WHAT TO WORK ON: Return, from the lines below, each one that includes the word "ground".

__________________________________________________

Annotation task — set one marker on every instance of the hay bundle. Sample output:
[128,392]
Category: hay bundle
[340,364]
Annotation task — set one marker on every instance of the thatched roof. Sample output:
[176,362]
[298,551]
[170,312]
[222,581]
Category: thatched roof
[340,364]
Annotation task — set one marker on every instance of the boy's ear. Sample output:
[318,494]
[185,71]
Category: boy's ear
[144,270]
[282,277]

__________________________________________________

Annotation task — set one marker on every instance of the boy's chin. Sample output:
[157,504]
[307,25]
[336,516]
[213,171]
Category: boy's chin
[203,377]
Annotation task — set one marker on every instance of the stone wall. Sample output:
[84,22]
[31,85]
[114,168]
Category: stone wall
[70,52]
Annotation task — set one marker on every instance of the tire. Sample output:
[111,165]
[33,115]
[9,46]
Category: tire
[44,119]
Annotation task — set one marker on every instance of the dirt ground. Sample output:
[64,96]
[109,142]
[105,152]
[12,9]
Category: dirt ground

__________________________________________________

ANSWER FOR THE TASK:
Annotation task — set one marker on every instance of the dirt ground. Sample output:
Category: dirt ground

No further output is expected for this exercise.